Problem requirements :: Images are to be omitted, and the rest of the records reproduced exactly.

Entries shown Block Start

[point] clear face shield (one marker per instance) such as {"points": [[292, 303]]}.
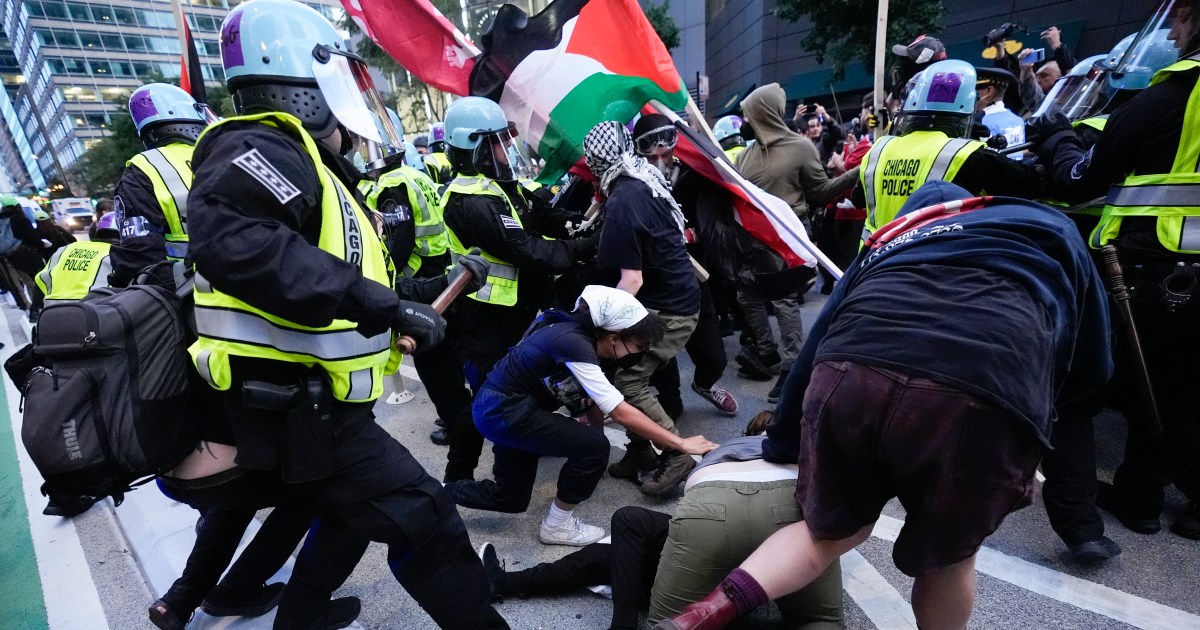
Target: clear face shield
{"points": [[502, 156], [351, 94], [1079, 95]]}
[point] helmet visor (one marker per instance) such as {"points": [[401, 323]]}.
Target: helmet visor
{"points": [[658, 138], [501, 155], [1077, 96], [351, 94]]}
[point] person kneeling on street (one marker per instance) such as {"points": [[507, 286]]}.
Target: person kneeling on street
{"points": [[562, 360]]}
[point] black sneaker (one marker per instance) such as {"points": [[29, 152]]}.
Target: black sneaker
{"points": [[493, 569], [1187, 525], [222, 604], [673, 468], [636, 460], [1095, 551]]}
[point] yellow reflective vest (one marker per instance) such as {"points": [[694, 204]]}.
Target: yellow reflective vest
{"points": [[1171, 197], [169, 169], [228, 327], [423, 199], [899, 165], [502, 280], [75, 271]]}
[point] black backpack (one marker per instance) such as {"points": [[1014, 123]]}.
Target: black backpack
{"points": [[106, 394]]}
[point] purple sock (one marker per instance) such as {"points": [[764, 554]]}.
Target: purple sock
{"points": [[744, 591]]}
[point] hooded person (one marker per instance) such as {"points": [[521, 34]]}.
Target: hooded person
{"points": [[562, 361], [784, 162]]}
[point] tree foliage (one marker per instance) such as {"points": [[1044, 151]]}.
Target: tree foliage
{"points": [[101, 166], [663, 23], [844, 33]]}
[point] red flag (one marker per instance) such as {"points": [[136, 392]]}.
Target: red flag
{"points": [[418, 36], [763, 215], [191, 78]]}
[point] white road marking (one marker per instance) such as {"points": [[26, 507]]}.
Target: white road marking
{"points": [[1080, 593], [67, 586]]}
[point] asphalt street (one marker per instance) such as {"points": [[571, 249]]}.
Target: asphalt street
{"points": [[1026, 580]]}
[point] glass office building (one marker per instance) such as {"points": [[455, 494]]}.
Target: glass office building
{"points": [[88, 57]]}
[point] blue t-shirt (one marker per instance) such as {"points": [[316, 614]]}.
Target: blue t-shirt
{"points": [[556, 339], [640, 233]]}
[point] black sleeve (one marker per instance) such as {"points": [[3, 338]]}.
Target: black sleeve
{"points": [[1063, 57], [401, 229], [255, 223], [483, 220], [143, 226], [1143, 135], [985, 172]]}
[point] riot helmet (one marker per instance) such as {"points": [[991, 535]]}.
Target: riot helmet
{"points": [[941, 97], [481, 141], [729, 132], [281, 55], [165, 113]]}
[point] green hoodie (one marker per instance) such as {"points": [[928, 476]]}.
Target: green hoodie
{"points": [[784, 162]]}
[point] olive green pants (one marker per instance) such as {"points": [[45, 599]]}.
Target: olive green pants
{"points": [[715, 527]]}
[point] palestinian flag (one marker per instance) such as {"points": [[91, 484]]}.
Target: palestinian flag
{"points": [[576, 64]]}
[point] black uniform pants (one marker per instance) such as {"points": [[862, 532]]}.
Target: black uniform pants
{"points": [[1170, 343], [707, 352], [377, 492], [629, 564], [522, 432], [216, 541], [1069, 467]]}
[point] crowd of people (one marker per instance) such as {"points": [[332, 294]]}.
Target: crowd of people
{"points": [[969, 341]]}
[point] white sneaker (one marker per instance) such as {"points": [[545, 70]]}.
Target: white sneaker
{"points": [[573, 532]]}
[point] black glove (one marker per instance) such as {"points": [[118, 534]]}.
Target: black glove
{"points": [[477, 264], [420, 322], [1042, 129]]}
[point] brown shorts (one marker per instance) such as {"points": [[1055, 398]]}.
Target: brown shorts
{"points": [[958, 463]]}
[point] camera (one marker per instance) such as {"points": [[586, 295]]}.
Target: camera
{"points": [[1001, 33]]}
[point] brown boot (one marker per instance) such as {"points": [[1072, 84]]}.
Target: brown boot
{"points": [[709, 613]]}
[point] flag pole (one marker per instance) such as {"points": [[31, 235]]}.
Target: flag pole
{"points": [[721, 163], [881, 35]]}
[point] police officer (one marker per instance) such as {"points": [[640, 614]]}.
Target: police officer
{"points": [[297, 316], [437, 165], [417, 239], [1144, 165], [151, 197], [483, 208], [82, 267], [930, 144], [729, 133]]}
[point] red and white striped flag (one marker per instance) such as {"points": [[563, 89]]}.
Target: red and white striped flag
{"points": [[418, 36]]}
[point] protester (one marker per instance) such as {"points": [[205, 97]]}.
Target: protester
{"points": [[987, 345], [732, 503], [559, 361], [642, 251], [789, 167]]}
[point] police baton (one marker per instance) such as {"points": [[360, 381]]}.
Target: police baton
{"points": [[1110, 267], [407, 345]]}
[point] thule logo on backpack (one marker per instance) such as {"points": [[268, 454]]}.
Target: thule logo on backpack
{"points": [[71, 439]]}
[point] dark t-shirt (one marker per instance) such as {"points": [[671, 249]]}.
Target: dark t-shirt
{"points": [[973, 329], [541, 354], [641, 234]]}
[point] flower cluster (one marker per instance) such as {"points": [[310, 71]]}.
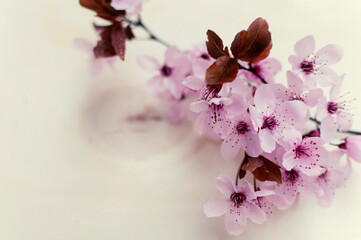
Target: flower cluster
{"points": [[239, 102], [232, 96]]}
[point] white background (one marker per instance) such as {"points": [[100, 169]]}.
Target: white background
{"points": [[73, 167]]}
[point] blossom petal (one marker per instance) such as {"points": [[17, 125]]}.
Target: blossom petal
{"points": [[344, 121], [329, 54], [255, 213], [170, 55], [353, 148], [268, 144], [328, 128], [199, 106], [326, 76], [289, 160], [193, 83], [225, 185], [294, 83], [216, 207], [230, 147], [234, 223], [155, 85], [312, 97], [264, 99], [305, 46]]}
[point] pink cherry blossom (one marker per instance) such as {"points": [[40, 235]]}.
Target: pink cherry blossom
{"points": [[275, 122], [267, 69], [212, 115], [334, 176], [352, 147], [315, 67], [296, 91], [132, 7], [334, 113], [170, 75], [307, 154], [242, 136], [237, 205]]}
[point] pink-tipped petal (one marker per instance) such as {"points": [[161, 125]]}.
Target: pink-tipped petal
{"points": [[353, 148], [289, 160], [176, 112], [294, 83], [268, 144], [328, 128], [344, 121]]}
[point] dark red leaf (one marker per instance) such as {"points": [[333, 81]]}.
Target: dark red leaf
{"points": [[104, 47], [223, 70], [268, 172], [214, 45], [251, 164], [254, 44], [241, 173], [129, 33], [238, 43], [118, 39]]}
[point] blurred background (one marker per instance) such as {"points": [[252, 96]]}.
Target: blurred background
{"points": [[73, 167]]}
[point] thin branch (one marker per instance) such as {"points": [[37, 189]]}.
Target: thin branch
{"points": [[252, 70], [152, 36], [349, 132]]}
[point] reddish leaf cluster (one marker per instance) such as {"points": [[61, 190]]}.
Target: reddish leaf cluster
{"points": [[249, 46], [261, 168], [112, 37]]}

Entries shown Block End

Final answer ::
[point] clear face shield (one marker per instance) such as {"points": [[292, 303]]}.
Target: clear face shield
{"points": [[502, 156], [351, 94], [1079, 95]]}
[point] helmet visor (one marker per instance) such as {"points": [[401, 323]]}.
Target: helmet visor
{"points": [[658, 138], [501, 155], [1077, 96], [351, 94]]}
[point] person kneeling on street (one marker per instance) such as {"points": [[507, 286]]}.
Target: person kneeling on street
{"points": [[562, 360]]}
[point] black sneaker (one marker per instance) such as {"points": [[29, 152]]}.
Target: black sneaker
{"points": [[493, 569], [1187, 525], [222, 604], [673, 468], [636, 460], [1095, 551]]}
[point] yellow reflective vest (one marker per instance) such as {"points": [[694, 204]]}.
Target: yellow reflective vest
{"points": [[1171, 197], [169, 169], [228, 327], [423, 199], [899, 165], [502, 280], [75, 271]]}
[point] black backpack (one marker per instance) such as {"points": [[1014, 123]]}.
Target: black backpack
{"points": [[106, 394]]}
[point] purple sock (one marker per instance) such as {"points": [[764, 554]]}.
Target: purple sock
{"points": [[744, 591]]}
[point] hooded person (one marker per instance) such as {"points": [[521, 34]]}.
Target: hooded person
{"points": [[562, 361], [784, 162]]}
[point] tree foliage (one marker per instance) such as {"points": [[1044, 151]]}.
Target: tree foliage
{"points": [[101, 166], [663, 23], [844, 33]]}
[point] red flag (one marker per instance) such as {"points": [[136, 392]]}.
Target: red flag
{"points": [[418, 36], [763, 215], [191, 78]]}
[point] white road marking (one marker per instance) such as {"points": [[26, 507]]}.
Target: white road marking
{"points": [[1080, 593], [67, 586]]}
[point] asphalt street (one marker per instance) such as {"points": [[571, 249]]}.
Target: asphalt street
{"points": [[1026, 580]]}
[point] glass office building (one marker per instance) such as {"points": [[455, 494]]}.
Target: glass office building
{"points": [[88, 57]]}
[point] blue t-shirt (one marker per instance) such as {"points": [[316, 614]]}.
Target: blue t-shirt
{"points": [[556, 339], [640, 233]]}
[point] black sleeve (one marker per instance) such as {"points": [[3, 338]]}.
Target: black sleeve
{"points": [[1063, 57], [401, 229], [255, 223], [483, 220], [143, 226], [1143, 135], [985, 172]]}
[point] riot helmet (one marker per instance) such as {"points": [[991, 535]]}.
Target: riot helmet
{"points": [[941, 97], [481, 141], [729, 132], [281, 55], [165, 113]]}
[point] green hoodie (one marker per instance) such as {"points": [[928, 476]]}.
Target: green hoodie
{"points": [[784, 162]]}
[point] olive green pants (one marker per instance) such as {"points": [[45, 599]]}.
Target: olive green pants
{"points": [[715, 527]]}
[point] palestinian flag (one marker per instance) such as {"points": [[91, 484]]}.
Target: palestinian flag
{"points": [[576, 64]]}
[point] black uniform pants (one marker per instance) such as {"points": [[862, 532]]}.
Target: black uniform pants
{"points": [[1170, 343], [707, 352], [377, 492], [629, 564], [522, 432], [216, 541], [1069, 467]]}
[point] crowd of people (one marker per instance) such as {"points": [[332, 294]]}.
Target: crowd of people
{"points": [[969, 341]]}
[point] white sneaker (one marker per instance) such as {"points": [[545, 70]]}.
Target: white sneaker
{"points": [[573, 532]]}
[point] black glove (one marker per instance) such as {"points": [[118, 534]]}.
Target: black glove
{"points": [[477, 264], [420, 322], [1042, 129]]}
[point] brown shorts (one marker per instance) such as {"points": [[1055, 398]]}.
Target: brown shorts
{"points": [[958, 463]]}
[point] camera (one marker per instance) such as {"points": [[586, 295]]}.
Target: camera
{"points": [[1001, 33]]}
[point] brown boot (one marker per instance) such as {"points": [[1072, 84]]}.
Target: brown boot
{"points": [[709, 613]]}
[point] flag pole (one marker per instance) such as {"points": [[31, 235]]}.
Target: flag pole
{"points": [[721, 163], [881, 35]]}
[point] police officer (one marker per instance) such as {"points": [[640, 614]]}.
Target: police officer
{"points": [[297, 316], [437, 165], [417, 239], [1144, 165], [151, 197], [483, 208], [82, 267], [930, 144], [729, 133]]}
[point] red and white striped flag (one marker per instance) such as {"points": [[563, 89]]}.
Target: red and white striped flag
{"points": [[418, 36]]}
[point] protester (one marker per instance) such as {"points": [[205, 97]]}.
Target: protester
{"points": [[987, 345], [732, 503], [559, 361], [642, 251], [789, 167]]}
[point] police baton (one marker per instance) such as {"points": [[360, 381]]}.
Target: police baton
{"points": [[1110, 267], [407, 345]]}
[point] thule logo on backpack (one marker per instance) such as {"points": [[268, 454]]}.
Target: thule logo on backpack
{"points": [[71, 439]]}
[point] dark t-shirt (one marker per instance) such as {"points": [[671, 249]]}.
Target: dark t-shirt
{"points": [[973, 329], [541, 354], [641, 234]]}
[point] flower cluster (one marker per instance) such as {"points": [[310, 71]]}.
Target: flower cluster
{"points": [[239, 102], [232, 96]]}
[point] white background (one marker per instance) such as {"points": [[100, 169]]}.
Target: white background
{"points": [[73, 167]]}
[point] blossom petal (one marker per instance) such as {"points": [[17, 125]]}.
Target: blossom petal
{"points": [[344, 121], [329, 54], [255, 213], [170, 55], [353, 148], [268, 144], [328, 128], [199, 106], [326, 76], [289, 160], [193, 83], [225, 185], [294, 83], [216, 207], [230, 147], [234, 223], [155, 85], [312, 97], [264, 99], [305, 46]]}
[point] pink cherry blossom (one marker per instance) such as {"points": [[40, 235]]}.
Target: pink cherry blossom
{"points": [[275, 122], [267, 69], [212, 115], [334, 176], [352, 147], [315, 67], [296, 91], [132, 7], [334, 113], [170, 75], [307, 154], [242, 136], [237, 205]]}
[point] pink-tipped petal (one marker per instance) such as {"points": [[161, 125]]}.
Target: pink-tipped petal
{"points": [[353, 148], [289, 160], [176, 112], [294, 83], [268, 144], [328, 128], [344, 121]]}
[point] dark red leaf (one marker per instance) such as {"points": [[333, 81]]}.
Target: dark red leaf
{"points": [[104, 47], [223, 70], [268, 172], [214, 45], [251, 164], [254, 44], [241, 173], [129, 33], [238, 43], [118, 39]]}
[point] blurred background (one marker per instance) such as {"points": [[252, 96]]}.
Target: blurred background
{"points": [[73, 167]]}
[point] thin branch (one marker per instance) such as {"points": [[37, 189]]}.
Target: thin branch
{"points": [[252, 70], [152, 36], [349, 132]]}
[point] reddish leaf cluster (one marker per instance) such as {"points": [[61, 190]]}.
Target: reddish leaf cluster
{"points": [[249, 46], [261, 168], [112, 37]]}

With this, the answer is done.